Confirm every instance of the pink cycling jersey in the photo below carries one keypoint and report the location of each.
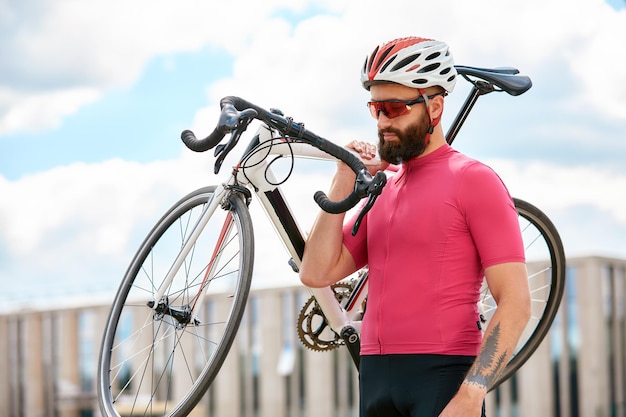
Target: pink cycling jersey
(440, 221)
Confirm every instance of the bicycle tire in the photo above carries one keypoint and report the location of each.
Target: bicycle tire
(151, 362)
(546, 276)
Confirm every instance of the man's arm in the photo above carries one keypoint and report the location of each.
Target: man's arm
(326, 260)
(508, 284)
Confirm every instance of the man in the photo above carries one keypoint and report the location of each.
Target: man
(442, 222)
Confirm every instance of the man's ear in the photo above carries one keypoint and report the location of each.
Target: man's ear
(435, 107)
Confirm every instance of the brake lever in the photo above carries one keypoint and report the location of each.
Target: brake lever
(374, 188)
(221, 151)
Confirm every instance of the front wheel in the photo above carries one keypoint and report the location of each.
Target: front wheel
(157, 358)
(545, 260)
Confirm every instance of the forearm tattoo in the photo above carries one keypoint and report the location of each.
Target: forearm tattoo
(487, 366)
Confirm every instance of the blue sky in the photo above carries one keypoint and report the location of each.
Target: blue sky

AIM OF THE EXERCISE
Exactly as given, transcribe every line of the data, but not its images.

SOLUTION FOR THIS EXERCISE
Confirm every instance of the pink cycling jersey in the photo below carries one keypoint and report the location of each.
Target: pink cycling jersey
(440, 221)
Confirm every instance of the bicycle tire in the photo above carries one keypoint and report the location of each.
Target: bicycle tire
(151, 362)
(546, 276)
Confirm every instance of the man's arm in the photo above carries one keypoint and report the location of each.
Target: man's arm
(326, 260)
(508, 284)
Confirm every instance of the man in the photo above carries one keypoint and report the location of each.
Target: man
(442, 222)
Confirm every instance of the man's ear in the photo above carries one keypoint and report the location of each.
Target: man's ear
(435, 107)
Confirm every instance of the brake lever in the photo above carries one keypoint and report the location of each.
Target: brake lever
(374, 188)
(221, 151)
Confirm every instance of the front wheel in the photo above carries one keypoint and report the location of each.
Target: front wheel
(157, 358)
(545, 260)
Confirm every instance of the forearm tattoo in the photo above carries one keypoint and report the location of each.
Target: forearm tattoo
(487, 366)
Confirm every instance of the blue sky in the photo above carries one keypoint and report the location of each.
Target: blue sky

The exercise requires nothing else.